• Required work
Starting from the line containing "query | spot the wooden", write out the rest of the entries exactly, through the final line, including nothing else.
-- BEGIN Entries provided --
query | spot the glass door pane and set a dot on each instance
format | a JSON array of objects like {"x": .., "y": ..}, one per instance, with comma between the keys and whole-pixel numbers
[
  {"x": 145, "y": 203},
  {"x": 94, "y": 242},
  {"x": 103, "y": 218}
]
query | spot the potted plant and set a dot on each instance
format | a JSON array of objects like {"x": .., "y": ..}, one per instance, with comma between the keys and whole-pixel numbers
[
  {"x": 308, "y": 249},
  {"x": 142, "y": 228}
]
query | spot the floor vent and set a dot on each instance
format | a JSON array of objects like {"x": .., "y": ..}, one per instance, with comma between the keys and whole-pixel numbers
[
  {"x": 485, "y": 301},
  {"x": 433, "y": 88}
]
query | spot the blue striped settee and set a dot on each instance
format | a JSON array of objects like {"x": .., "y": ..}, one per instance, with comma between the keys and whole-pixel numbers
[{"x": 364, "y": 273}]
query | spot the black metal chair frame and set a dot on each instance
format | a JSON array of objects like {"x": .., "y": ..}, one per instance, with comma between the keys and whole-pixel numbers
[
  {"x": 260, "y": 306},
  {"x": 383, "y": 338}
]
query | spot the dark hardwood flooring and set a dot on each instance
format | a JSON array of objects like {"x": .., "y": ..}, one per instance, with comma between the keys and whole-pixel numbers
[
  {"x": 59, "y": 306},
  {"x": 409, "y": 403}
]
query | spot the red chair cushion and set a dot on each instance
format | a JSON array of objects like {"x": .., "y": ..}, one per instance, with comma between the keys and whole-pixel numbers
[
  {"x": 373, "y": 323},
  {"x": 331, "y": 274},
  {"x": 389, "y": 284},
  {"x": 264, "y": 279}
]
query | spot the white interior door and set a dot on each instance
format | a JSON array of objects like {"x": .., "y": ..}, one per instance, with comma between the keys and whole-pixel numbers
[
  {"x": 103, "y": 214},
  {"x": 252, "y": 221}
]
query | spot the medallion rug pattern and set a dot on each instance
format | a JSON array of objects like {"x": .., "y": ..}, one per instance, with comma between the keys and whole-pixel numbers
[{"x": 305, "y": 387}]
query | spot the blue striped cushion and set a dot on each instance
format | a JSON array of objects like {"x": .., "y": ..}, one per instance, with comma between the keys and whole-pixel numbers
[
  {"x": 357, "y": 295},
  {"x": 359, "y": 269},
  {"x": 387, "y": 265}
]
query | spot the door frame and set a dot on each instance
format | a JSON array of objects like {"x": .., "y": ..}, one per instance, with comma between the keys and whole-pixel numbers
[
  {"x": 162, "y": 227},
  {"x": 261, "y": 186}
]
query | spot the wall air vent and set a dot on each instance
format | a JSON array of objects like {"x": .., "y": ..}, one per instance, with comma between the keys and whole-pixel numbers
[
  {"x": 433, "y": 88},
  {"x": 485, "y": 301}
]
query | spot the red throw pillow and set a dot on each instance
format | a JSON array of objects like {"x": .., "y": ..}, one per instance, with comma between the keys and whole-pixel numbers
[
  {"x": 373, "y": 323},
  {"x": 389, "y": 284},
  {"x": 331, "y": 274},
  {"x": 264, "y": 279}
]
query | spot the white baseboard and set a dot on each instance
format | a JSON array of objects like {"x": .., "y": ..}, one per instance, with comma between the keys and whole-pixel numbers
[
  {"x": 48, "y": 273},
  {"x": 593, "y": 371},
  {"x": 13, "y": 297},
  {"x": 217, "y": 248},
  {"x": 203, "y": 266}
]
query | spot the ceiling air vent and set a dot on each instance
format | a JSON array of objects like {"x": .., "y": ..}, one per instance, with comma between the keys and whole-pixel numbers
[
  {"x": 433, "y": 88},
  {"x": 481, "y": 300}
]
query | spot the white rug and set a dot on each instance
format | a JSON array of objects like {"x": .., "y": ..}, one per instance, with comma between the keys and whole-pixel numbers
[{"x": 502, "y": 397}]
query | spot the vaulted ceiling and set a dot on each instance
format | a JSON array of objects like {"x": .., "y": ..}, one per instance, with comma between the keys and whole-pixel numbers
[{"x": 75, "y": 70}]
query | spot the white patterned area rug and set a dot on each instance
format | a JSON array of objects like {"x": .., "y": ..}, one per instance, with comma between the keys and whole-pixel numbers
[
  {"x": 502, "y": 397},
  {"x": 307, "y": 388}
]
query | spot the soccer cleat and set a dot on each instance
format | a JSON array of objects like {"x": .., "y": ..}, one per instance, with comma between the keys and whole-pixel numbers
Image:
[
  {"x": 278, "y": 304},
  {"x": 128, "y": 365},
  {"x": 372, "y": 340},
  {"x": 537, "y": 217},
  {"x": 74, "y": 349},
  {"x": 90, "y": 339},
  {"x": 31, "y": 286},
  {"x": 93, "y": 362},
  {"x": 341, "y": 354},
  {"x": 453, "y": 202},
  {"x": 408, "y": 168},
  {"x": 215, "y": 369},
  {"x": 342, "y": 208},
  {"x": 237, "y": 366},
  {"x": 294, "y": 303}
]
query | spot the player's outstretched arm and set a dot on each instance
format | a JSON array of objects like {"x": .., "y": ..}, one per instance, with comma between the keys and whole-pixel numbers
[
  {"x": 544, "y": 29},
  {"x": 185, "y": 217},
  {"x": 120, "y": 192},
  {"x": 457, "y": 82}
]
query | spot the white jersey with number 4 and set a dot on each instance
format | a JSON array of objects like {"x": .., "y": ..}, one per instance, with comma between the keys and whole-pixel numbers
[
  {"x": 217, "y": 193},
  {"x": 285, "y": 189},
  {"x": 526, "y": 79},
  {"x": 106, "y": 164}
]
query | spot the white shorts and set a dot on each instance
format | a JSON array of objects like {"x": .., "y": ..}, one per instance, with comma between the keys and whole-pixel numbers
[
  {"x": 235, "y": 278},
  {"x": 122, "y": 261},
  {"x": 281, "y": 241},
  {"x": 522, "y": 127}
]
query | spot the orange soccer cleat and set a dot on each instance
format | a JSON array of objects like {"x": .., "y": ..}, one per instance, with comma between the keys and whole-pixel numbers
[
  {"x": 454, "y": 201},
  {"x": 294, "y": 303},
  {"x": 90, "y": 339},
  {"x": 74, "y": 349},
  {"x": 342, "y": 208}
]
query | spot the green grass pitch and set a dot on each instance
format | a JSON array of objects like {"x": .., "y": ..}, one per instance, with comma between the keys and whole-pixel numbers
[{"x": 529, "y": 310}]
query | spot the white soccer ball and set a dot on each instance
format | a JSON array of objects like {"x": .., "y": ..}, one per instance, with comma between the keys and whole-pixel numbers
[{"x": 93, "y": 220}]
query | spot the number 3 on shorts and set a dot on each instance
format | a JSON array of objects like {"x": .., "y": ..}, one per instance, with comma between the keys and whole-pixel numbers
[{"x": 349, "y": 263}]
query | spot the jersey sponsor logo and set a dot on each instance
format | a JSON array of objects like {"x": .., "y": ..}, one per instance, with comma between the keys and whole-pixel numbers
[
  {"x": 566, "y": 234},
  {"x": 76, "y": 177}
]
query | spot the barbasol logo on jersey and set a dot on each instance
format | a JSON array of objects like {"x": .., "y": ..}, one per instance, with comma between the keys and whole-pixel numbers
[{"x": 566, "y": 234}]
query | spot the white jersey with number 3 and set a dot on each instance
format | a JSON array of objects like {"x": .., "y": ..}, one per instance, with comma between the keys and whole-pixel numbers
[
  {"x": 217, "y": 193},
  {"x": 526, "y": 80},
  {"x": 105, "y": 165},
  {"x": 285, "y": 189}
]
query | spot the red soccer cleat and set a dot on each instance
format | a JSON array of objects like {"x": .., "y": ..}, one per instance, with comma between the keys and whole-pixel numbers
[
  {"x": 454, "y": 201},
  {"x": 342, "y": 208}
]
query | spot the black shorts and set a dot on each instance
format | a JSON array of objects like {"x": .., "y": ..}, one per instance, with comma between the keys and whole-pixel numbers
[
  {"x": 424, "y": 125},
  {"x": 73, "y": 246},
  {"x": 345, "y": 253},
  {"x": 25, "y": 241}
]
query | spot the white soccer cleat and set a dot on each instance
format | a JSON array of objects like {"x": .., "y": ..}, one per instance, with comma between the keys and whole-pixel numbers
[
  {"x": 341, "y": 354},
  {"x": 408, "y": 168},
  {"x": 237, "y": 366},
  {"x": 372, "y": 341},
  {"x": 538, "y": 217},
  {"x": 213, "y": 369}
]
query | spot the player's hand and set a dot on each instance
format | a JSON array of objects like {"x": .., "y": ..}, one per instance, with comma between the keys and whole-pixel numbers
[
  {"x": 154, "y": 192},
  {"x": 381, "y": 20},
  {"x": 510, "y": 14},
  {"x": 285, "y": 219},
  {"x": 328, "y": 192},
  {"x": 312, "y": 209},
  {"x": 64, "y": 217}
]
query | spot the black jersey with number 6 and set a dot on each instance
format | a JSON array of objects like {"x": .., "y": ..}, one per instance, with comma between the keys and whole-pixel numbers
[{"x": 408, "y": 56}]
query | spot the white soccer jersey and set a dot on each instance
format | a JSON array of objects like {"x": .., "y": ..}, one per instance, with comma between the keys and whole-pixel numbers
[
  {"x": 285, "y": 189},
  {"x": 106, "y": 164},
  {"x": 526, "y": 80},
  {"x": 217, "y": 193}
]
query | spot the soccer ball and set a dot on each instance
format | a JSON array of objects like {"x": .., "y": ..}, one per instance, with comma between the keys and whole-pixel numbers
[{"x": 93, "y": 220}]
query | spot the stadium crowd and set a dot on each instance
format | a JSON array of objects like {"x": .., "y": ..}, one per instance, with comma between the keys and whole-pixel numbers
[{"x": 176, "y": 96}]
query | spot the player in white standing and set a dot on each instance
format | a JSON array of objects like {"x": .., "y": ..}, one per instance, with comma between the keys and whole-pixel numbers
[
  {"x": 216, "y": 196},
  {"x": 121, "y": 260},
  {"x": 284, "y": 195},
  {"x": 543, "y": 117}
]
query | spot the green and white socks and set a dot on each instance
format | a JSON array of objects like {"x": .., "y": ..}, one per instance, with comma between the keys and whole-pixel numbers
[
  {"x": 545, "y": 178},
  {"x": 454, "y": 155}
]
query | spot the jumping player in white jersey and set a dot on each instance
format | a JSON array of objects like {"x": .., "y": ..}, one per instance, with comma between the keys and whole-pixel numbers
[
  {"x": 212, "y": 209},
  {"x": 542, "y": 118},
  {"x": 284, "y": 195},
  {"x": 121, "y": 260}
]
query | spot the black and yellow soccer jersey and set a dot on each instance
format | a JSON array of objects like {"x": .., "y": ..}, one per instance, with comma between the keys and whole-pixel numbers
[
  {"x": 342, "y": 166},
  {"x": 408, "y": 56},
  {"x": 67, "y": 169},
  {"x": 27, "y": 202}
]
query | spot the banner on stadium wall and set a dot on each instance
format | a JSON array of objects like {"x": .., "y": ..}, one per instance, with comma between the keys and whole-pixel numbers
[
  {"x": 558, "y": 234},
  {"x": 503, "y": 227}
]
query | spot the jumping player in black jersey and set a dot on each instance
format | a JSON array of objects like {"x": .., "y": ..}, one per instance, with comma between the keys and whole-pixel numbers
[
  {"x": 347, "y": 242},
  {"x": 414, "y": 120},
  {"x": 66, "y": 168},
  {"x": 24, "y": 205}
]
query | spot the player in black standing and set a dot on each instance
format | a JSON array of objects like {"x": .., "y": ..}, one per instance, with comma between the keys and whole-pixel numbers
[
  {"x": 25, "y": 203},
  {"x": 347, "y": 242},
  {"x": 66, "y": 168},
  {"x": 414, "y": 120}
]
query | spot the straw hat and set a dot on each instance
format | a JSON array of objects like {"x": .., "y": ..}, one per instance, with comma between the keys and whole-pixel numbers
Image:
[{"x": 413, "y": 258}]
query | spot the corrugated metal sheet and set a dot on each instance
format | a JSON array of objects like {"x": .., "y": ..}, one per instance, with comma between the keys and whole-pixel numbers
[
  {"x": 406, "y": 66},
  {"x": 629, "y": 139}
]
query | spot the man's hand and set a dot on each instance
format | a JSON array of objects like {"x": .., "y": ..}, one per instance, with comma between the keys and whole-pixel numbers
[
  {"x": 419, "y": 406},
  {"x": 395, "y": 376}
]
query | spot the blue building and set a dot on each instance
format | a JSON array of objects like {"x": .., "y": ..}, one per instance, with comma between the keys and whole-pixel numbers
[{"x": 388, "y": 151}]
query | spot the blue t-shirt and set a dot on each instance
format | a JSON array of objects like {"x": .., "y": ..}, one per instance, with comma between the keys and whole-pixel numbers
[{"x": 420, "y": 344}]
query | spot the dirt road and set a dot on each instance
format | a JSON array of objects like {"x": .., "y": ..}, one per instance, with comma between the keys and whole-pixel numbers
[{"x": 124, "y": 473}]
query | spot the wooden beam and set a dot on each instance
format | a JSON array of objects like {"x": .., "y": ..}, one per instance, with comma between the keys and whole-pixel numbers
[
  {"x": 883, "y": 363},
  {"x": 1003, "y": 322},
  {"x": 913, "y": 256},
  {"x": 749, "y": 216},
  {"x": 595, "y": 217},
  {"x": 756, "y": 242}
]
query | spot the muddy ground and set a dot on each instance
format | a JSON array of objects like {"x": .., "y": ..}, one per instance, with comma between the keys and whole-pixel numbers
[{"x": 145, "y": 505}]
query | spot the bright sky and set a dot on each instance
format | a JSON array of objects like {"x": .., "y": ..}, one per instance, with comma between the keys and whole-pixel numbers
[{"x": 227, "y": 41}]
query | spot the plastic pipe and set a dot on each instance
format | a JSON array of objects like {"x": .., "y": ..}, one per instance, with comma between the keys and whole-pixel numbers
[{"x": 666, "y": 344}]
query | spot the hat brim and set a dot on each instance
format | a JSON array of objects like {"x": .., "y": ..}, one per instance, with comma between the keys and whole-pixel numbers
-- END Entries provided --
• Full response
query | spot the wooden beam and set a dot on each instance
format | a JSON array of objects like {"x": .., "y": ..}, one per instance, with comma between the keys and whole-pixel numbers
[
  {"x": 883, "y": 363},
  {"x": 1003, "y": 322},
  {"x": 913, "y": 256},
  {"x": 749, "y": 216},
  {"x": 595, "y": 217},
  {"x": 756, "y": 242}
]
query | spot the muddy ground and set a dot on each instance
format | a JSON array of objects like {"x": .., "y": ..}, one per instance, with comma between the keys and whole-pixel numbers
[{"x": 145, "y": 505}]
query | spot the bright sky and set a dot on each instance
format | a JSON array of objects like {"x": .., "y": ..}, one per instance, with comma between the keys and whole-pixel numbers
[{"x": 227, "y": 41}]
query | spot the plastic pipe and set a dot on each instance
format | a JSON array of objects like {"x": .., "y": ..}, one per instance, with comma between the keys and whole-pixel numbers
[{"x": 666, "y": 344}]
query | spot the hat brim and set a dot on each instance
format | a JSON array of objects like {"x": .., "y": ..}, one per instance, with comma between the keys and whole-pixel numbers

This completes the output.